*Extrait du document*.
****************

Certains n’ont pas hésité à franchir le pas pour affirmer que les concepteurs du plan Baker II ont poussé les choses un peu trop loin en prévoyant pratiquement la mise en place d’un régime républicain en puissance au sein même d’un régime monarchique ! À moins que la logique sous-jacente à ce plan ne soit celle d’un futur Etat fédéral. Ne serait-ce pas là la véritable voie de résolution du conflit du Sahara suggérée par ce Plan : un Etat fédéral réunissant le Maroc et le territoire du Sahara?
Comme si les choses ne l’étaient pas suffisamment, un autre élément vient compliquer davantage le problème : celui du référendum organisé à l’issue de la période d’autonomie intérimaire de cinq ans. Une vraie bombe à retardement. La réponse officielle marocaine à ce plan le dit de façon explicite : «On peut se demander quel est l’intérêt de mettre en place toute une solution politique complexe pendant quelques années pour qu’au bout du chemin, on se retrouve dans le cas de figure qui a mené à l’impasse».
Il s’agit de l’accord introuvable entre les parties sur les électeurs habilités à participer aux consultations référendaires. Un problème qui a été fatal au Plan de règlement précédent et qui risque de l’être tout autant pour le Plan Baker II. D’autant plus que le corps électoral prévu par ce dernier est très largement en défaveur du Maroc (voir extraits ci-contre). Ce serait incontestablement le retour à la case départ.

****************

*Données affichées*.

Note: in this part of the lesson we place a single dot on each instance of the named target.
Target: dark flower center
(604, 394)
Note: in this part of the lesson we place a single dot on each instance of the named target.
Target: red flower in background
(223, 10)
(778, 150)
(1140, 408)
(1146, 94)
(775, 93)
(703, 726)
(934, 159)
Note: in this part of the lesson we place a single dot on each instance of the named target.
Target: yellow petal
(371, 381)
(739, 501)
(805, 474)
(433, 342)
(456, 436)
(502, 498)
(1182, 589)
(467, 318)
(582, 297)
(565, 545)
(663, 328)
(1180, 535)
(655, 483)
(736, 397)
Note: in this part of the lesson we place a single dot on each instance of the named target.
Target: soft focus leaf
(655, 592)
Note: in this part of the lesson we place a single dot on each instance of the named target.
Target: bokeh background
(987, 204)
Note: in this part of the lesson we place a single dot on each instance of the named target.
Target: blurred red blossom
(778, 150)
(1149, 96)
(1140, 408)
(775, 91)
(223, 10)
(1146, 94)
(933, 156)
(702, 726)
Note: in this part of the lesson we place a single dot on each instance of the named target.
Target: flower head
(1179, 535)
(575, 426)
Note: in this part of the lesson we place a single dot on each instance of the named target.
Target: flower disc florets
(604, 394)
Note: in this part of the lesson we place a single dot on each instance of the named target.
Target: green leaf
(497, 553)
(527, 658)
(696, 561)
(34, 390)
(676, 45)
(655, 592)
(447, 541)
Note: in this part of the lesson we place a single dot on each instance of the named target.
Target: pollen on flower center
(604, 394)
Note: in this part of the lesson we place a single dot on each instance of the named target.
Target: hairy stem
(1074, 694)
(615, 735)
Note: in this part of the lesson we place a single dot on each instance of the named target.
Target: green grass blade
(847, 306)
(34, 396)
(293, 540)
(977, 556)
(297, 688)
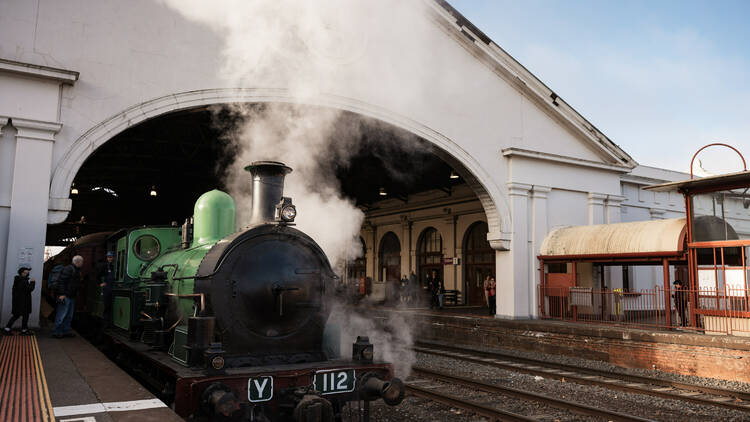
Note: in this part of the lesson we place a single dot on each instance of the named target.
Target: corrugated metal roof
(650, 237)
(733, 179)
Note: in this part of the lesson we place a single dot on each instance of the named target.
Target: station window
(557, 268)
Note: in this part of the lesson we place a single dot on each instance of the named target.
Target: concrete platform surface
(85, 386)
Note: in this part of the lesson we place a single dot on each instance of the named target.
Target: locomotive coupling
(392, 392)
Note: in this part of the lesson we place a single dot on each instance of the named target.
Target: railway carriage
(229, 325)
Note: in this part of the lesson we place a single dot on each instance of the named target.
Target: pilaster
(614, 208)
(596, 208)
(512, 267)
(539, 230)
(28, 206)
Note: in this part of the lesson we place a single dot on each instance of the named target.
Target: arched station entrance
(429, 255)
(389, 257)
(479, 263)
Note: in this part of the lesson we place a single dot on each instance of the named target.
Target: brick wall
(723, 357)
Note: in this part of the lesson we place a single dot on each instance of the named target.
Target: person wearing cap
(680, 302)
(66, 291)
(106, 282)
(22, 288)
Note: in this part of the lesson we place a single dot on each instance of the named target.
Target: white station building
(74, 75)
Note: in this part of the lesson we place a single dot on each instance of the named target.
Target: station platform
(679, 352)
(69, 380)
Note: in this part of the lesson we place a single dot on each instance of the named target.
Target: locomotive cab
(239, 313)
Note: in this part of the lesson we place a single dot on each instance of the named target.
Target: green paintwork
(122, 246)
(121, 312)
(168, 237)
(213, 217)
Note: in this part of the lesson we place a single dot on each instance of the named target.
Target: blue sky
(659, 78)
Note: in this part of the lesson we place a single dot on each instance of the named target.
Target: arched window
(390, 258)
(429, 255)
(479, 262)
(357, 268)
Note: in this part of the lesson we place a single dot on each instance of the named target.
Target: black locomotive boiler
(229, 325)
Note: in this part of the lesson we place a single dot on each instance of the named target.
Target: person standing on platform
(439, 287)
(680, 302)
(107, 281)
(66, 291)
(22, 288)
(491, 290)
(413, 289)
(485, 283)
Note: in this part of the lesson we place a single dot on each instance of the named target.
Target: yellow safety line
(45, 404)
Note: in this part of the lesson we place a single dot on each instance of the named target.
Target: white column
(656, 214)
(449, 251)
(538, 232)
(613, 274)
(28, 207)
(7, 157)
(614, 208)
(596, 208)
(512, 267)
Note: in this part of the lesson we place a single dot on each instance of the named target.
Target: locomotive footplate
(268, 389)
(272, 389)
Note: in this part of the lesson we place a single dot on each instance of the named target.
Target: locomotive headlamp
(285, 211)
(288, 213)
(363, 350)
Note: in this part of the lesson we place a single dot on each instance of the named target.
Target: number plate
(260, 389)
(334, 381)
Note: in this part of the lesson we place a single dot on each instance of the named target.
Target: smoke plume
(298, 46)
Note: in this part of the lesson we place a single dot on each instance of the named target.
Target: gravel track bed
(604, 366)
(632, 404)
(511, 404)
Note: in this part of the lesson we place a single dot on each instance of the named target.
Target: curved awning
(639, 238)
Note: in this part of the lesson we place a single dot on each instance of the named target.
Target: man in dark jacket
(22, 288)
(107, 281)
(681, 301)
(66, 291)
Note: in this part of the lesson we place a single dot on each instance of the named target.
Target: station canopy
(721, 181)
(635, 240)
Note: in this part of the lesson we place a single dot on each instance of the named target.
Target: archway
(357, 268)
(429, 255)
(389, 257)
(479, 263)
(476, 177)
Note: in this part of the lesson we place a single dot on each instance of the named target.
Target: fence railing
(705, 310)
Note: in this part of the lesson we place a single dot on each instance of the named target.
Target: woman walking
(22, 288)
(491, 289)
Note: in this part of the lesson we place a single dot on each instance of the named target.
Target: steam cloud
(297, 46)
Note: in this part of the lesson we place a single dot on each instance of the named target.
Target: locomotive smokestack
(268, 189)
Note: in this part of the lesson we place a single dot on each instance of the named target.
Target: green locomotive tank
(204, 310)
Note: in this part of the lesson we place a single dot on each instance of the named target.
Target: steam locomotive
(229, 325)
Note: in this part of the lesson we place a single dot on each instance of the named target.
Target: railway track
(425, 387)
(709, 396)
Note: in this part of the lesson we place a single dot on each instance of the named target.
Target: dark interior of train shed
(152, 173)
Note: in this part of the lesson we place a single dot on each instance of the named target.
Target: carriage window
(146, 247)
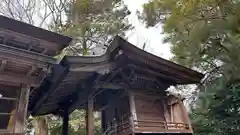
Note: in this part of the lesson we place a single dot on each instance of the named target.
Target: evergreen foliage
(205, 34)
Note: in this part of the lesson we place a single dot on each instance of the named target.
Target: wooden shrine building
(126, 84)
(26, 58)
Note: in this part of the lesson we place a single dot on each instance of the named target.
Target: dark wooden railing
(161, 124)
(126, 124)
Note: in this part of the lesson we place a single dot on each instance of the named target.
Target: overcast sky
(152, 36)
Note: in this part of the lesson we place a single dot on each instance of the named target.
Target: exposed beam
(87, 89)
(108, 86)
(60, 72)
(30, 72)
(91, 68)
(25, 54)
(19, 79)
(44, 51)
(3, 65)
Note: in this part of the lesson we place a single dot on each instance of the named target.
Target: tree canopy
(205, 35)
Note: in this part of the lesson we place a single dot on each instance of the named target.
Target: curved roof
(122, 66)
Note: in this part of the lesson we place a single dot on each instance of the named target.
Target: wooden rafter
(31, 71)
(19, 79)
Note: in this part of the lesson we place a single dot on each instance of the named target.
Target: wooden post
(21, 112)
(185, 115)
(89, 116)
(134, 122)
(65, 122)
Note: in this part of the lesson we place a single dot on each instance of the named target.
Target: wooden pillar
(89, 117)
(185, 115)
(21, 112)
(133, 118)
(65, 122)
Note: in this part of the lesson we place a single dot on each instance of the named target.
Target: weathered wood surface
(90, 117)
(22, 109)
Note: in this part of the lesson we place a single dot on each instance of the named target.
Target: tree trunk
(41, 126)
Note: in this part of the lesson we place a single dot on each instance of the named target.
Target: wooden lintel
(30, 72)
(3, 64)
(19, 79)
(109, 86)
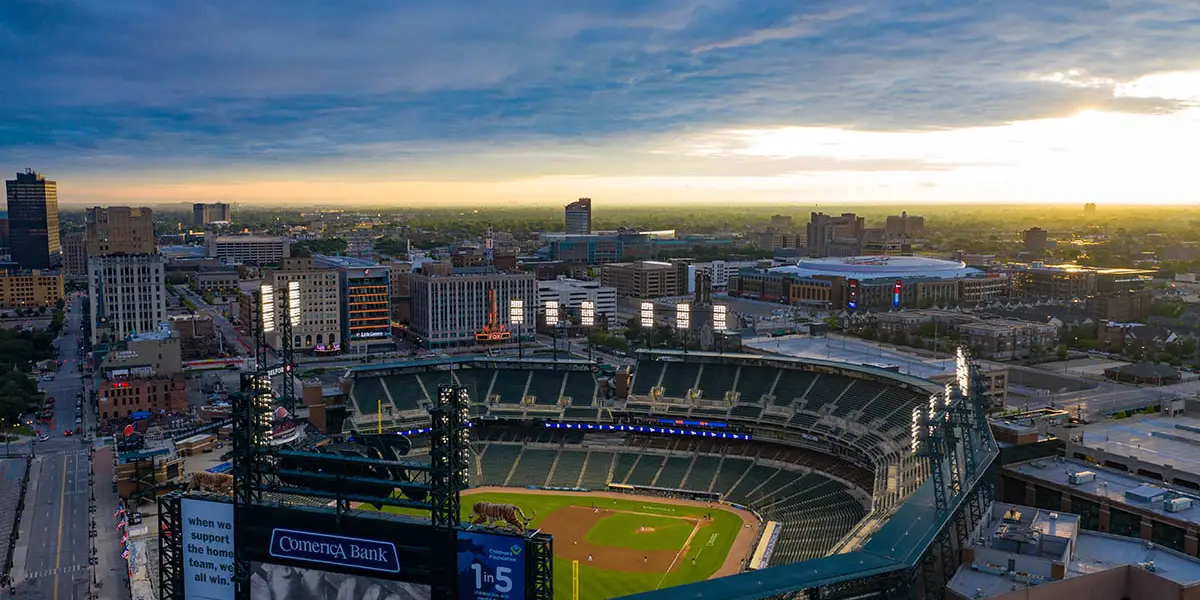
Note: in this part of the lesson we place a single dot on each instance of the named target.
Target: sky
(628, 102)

****************

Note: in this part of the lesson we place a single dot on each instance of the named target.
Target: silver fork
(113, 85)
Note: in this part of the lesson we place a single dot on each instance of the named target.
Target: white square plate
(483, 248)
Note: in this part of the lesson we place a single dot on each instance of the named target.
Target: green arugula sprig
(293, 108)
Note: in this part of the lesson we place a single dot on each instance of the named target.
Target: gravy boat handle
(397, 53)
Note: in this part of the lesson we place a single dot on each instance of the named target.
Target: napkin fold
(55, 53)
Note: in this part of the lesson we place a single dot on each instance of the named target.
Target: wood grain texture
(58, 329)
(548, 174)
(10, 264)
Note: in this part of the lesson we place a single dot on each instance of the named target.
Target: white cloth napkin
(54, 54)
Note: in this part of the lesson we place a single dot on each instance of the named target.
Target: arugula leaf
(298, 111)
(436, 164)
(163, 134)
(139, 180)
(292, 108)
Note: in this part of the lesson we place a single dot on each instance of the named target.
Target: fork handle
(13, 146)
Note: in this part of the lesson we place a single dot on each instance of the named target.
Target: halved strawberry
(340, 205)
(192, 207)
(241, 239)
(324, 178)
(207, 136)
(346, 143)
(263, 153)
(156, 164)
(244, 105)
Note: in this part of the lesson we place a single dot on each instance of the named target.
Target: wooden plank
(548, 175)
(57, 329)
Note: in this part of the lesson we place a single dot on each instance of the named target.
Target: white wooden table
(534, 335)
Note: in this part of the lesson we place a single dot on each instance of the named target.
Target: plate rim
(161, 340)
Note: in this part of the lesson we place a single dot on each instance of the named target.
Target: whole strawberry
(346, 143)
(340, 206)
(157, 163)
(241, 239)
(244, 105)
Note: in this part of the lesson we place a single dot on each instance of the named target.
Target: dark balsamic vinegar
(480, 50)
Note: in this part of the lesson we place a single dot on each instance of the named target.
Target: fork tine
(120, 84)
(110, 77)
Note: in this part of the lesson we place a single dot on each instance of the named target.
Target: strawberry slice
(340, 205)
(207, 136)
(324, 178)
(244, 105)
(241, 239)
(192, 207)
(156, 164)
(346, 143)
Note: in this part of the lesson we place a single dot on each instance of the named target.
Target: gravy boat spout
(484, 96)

****************

*Exercice proposé*. Veuillez reproduire à l'identique le passage de l'extrait sur le plan Baker II qui va de « Il s’agit de » jusqu'à « la case départ. » inclus.

*Résultat*.
Il s’agit de l’accord introuvable entre les parties sur les électeurs habilités à participer aux consultations référendaires. Un problème qui a été fatal au Plan de règlement précédent et qui risque de l’être tout autant pour le Plan Baker II. D’autant plus que le corps électoral prévu par ce dernier est très largement en défaveur du Maroc (voir extraits ci-contre). Ce serait incontestablement le retour à la case départ.